_BRONTEKST:_
•••••

Wetenschappelijk

Wetenschappelijke uitleg van acupunctuur

De laatste 20 jaar is de werking van Klassieke acupunctuur uitgebreid onderzocht. Deze studies laten zien dat de hersenen hierbij een belangrijke rol spelen. Het prikken van een naald zorgt voor het vrijkomen van verschillende chemische substanties, waaronder histamine¹, bradykinine², substantie P³ en ATP⁴ in het weefsel van betreffend acupunctuurpunt. Als gevolg hiervan worden de omliggende nociceptoren gedepolariseerd. Er ontstaan ritmische ontladingen in deze nociceptoren⁵ en een opeenvolging van actiepotentialen (elektrische signalen) genereert en brengt informatie over naar de aanvoerende zenuwvezels die naar de hersenen leiden. Hiermee worden specifieke gebieden in de cortex geactiveerd, zoals pijngerelateerde gebieden van de Hypothalamus en gebieden van het Limbisch systeem. Hierop volgt een transductie vanuit het Centraal zenuwstelsel naar de periferie, vergezeld van ß endorfines en andere opiogene en non-opiogene neurotransmitters via afvoerende zenuwbanen. Deze beknopte omschrijving van het basismechanisme van acupunctuur (analgesie) illustreert een essentieel gegeven. De inductie van ritmische ontladingen in de perifere nociceptoren van de acupunctuurpunten vormen het bepalende elementaire mechanisme van acupunctuur.

¹ Histamine: is een biochemische stof (biogeen amine) die betrokken is bij verscheidene fysiologische processen. De stof speelt een rol in het maag-darmkanaal, fungeert als neurotransmitter in het centrale zenuwstelsel en heeft een functie in het afweersysteem.

² Bradykinine: is een peptide dat zorgt voor verhoogde vasculaire permeabiliteit, contractie van gladde spieren, dilatatie van bloedvaten en pijn wanneer het geïnjecteerd wordt in de huid. Het komt vrij door activatie van het kininesysteem.

³ Substantie P: is betrokken bij een aantal processen in het centraal zenuwstelsel, zoals stemmingsstoornissen, angst, stress, neurogenese, neurotoxiciteit, misselijkheid en overgeven. Ook is het betrokken bij het transport van pijnprikkels van de perifere zenuwen naar het centraal zenuwstelsel.

⁴ ATP: is een nucleotide dat in de celstofwisseling een sleutelrol vervult als drager van chemische energie.

⁵ Nociceptoren: zijn zenuwuiteinden die gespecialiseerd zijn in het waarnemen van prikkels die een schadelijke invloed (Latijns: nocere = schaden) op het organisme kunnen hebben. Dergelijke prikkels wekken doorgaans een gevoel van pijn op.

⁶ Mastcellen: zijn afkomstig uit het beenmerg en bindweefsel en komen in het hele lichaam voor.

•••••

_VERZAMELDE GEGEVENS:_

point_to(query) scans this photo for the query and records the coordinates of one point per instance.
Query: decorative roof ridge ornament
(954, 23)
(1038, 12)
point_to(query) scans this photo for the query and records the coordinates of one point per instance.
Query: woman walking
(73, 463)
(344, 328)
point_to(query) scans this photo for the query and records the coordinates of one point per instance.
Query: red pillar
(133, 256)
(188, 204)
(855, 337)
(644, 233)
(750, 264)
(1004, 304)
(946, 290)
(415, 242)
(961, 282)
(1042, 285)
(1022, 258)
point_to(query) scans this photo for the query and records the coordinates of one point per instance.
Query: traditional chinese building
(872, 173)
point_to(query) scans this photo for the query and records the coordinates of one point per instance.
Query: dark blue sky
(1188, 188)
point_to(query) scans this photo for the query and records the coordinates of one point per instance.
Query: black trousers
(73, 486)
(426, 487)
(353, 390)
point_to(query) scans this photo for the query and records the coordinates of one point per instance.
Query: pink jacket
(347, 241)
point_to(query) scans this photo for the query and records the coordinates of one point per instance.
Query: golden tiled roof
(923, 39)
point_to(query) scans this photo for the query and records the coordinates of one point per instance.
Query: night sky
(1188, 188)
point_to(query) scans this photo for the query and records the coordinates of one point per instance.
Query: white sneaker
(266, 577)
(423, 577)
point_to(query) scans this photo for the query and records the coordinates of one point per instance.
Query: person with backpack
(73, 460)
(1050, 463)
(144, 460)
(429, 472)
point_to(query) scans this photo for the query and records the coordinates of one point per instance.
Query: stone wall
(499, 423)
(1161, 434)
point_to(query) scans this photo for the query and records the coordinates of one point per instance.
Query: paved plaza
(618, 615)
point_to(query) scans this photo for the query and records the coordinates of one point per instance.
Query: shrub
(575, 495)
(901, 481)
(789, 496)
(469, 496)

•••••

_OPDRACHT:_
Geef bij elk van de drie uitspraken graag aan of die klopt met de tekst over acupunctuur. Antwoord met ja of nee en citeer letterlijk de woorden uit de tekst die de doorslag geven.
1. Bij het prikken van een naald komt onder meer histamine vrij.
2. Bradykinine komt vrij door activatie van het afweersysteem.
3. Mastcellen zijn afkomstig uit het beenmerg en bindweefsel.

_UITKOMST:_
1. Ja: "Het prikken van een naald zorgt voor het vrijkomen van verschillende chemische substanties, waaronder histamine"
2. Nee: "Het komt vrij door activatie van het kininesysteem."
3. Ja: "Mastcellen: zijn afkomstig uit het beenmerg en bindweefsel"